• The task
From the material below, pull out each line that contains the word "wooden", matching its case exactly, and copy those lines.

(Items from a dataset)
((

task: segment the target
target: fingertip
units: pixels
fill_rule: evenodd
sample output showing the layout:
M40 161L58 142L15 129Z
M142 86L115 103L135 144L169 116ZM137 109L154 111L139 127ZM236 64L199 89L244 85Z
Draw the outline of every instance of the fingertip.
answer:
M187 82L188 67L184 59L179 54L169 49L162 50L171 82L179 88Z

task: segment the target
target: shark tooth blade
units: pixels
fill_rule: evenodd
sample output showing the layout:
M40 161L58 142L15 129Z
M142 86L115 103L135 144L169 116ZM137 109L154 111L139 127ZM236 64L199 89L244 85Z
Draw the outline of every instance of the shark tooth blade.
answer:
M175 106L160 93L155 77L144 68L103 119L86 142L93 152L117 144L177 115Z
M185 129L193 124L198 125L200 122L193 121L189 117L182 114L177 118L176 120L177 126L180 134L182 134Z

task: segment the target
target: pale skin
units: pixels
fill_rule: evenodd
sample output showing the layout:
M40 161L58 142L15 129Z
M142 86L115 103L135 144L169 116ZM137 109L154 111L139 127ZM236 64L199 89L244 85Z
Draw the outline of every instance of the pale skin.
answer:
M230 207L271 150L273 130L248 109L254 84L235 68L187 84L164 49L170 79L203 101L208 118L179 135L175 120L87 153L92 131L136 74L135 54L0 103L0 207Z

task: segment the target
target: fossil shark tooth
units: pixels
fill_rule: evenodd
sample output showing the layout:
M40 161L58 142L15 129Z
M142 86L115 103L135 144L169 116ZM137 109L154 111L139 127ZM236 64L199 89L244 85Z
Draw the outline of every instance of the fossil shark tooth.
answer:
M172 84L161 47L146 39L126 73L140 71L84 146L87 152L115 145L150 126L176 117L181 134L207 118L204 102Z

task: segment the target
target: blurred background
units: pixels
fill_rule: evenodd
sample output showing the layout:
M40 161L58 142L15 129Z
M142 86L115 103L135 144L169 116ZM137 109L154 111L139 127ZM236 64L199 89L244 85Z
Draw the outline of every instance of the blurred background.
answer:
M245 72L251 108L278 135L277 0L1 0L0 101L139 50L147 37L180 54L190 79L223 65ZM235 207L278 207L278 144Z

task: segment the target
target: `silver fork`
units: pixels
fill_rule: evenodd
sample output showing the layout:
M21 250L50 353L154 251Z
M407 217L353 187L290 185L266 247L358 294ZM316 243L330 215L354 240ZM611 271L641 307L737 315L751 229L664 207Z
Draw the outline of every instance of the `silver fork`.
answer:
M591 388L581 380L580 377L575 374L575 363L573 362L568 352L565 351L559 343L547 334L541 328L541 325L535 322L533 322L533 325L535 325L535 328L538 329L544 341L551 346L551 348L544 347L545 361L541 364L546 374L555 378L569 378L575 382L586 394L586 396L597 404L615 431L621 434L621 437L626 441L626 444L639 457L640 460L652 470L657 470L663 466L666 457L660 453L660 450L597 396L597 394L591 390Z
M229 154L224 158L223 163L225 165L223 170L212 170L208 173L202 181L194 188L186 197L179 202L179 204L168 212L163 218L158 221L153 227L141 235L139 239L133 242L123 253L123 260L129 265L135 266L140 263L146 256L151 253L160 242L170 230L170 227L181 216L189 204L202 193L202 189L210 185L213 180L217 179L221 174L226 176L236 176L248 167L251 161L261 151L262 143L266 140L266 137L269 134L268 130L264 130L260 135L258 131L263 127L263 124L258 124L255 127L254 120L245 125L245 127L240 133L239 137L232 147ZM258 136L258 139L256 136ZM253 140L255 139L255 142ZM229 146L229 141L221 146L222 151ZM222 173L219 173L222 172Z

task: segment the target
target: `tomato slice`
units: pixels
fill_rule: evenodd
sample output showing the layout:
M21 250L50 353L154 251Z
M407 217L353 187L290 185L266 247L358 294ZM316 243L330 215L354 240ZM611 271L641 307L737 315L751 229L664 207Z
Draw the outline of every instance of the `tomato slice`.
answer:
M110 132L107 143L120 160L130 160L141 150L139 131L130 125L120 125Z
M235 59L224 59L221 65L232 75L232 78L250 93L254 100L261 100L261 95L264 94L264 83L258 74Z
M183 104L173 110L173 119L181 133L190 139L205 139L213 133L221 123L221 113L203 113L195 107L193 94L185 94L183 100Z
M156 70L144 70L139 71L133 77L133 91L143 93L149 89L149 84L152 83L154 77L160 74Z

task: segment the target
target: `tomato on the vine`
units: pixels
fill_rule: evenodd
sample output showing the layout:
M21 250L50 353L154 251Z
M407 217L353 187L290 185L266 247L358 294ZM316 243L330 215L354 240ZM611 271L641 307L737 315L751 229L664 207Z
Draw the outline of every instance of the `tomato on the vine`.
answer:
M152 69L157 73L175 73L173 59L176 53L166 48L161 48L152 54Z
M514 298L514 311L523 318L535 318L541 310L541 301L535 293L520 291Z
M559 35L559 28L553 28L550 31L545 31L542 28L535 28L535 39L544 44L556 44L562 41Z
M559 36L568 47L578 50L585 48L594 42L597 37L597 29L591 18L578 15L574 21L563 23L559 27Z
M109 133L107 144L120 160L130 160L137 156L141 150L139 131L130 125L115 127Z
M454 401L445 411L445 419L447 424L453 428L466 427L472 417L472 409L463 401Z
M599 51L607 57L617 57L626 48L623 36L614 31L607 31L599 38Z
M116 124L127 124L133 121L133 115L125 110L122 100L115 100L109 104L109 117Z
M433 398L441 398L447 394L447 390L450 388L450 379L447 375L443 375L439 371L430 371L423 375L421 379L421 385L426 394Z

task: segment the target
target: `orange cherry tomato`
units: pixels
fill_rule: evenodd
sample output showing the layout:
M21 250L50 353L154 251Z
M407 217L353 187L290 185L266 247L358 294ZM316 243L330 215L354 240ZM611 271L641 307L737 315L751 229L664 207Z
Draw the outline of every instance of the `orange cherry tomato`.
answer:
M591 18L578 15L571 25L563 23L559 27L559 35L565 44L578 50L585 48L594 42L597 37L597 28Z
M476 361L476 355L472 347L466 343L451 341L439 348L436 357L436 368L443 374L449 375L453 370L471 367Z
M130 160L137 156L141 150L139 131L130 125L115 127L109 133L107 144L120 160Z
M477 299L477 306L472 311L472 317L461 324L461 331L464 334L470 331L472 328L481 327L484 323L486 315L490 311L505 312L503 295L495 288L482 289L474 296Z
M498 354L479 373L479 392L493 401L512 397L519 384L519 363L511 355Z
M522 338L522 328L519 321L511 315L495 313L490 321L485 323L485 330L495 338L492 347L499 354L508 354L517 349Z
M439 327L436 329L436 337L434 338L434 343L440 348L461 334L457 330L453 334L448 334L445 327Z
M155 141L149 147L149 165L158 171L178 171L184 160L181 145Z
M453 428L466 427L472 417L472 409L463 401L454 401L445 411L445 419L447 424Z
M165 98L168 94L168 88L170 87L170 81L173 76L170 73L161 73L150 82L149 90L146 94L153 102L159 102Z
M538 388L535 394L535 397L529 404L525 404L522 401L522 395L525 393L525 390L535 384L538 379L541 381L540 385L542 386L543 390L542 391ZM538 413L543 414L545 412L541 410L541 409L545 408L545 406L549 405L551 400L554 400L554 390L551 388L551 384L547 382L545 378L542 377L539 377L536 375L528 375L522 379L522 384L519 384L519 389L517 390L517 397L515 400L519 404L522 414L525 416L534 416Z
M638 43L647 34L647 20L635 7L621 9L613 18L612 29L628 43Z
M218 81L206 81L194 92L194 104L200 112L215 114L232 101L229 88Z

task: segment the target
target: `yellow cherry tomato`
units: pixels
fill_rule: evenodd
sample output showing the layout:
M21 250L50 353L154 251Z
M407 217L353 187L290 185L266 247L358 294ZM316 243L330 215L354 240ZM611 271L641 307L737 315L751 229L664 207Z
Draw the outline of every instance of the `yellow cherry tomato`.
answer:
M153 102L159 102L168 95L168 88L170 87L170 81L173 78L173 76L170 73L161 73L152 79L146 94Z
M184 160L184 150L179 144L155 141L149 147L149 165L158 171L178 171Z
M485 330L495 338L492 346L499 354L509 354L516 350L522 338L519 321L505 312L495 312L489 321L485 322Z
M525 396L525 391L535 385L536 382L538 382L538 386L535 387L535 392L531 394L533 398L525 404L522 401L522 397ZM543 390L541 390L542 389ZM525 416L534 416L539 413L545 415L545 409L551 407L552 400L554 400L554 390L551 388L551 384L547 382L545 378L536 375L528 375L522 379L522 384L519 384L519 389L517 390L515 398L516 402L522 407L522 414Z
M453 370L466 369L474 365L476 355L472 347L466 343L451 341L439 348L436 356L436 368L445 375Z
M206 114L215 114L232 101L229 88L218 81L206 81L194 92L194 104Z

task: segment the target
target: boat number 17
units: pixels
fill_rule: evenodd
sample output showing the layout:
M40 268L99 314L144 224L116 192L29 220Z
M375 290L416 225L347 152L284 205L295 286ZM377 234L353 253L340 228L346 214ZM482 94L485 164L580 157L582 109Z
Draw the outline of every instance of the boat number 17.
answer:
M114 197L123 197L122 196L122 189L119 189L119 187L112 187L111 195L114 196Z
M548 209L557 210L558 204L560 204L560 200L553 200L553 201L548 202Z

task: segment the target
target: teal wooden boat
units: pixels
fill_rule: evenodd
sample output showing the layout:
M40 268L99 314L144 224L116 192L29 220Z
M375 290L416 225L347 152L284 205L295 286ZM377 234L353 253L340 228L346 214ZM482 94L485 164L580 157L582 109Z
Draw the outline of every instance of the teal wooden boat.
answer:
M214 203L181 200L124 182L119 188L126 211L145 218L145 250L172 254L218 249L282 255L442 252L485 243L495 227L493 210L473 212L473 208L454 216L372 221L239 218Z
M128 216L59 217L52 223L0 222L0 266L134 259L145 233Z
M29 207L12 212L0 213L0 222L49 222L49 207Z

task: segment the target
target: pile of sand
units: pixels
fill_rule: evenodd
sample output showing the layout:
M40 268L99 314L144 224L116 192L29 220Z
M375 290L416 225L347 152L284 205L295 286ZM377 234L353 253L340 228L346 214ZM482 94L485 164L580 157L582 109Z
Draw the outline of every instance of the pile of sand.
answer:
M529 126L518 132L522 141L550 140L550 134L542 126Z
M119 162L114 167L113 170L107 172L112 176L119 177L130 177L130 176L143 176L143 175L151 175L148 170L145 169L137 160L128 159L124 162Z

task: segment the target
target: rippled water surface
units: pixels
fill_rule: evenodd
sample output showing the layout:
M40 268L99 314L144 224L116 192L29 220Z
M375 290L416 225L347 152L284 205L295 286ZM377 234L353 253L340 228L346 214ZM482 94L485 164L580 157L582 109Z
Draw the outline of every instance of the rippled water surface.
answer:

))

• Problem solution
target: teal wooden boat
Draw the outline of every instance of the teal wooden boat.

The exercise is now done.